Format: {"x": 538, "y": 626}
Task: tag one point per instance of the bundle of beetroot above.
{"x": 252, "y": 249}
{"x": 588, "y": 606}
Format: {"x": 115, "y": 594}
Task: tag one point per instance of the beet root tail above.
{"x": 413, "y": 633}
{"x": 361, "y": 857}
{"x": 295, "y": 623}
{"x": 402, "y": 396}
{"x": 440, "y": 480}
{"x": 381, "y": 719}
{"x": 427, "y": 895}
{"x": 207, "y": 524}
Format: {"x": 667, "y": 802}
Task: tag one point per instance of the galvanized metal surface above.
==================================================
### [Given request]
Locate each line in the entries above that contains the string "instance", with case counting, and copy those lines out.

### [Answer]
Task: tag one point per instance of the bundle of beetroot above.
Task: tag one point per instance of the beet root tail above.
Task: tag one point per instance of the galvanized metal surface above.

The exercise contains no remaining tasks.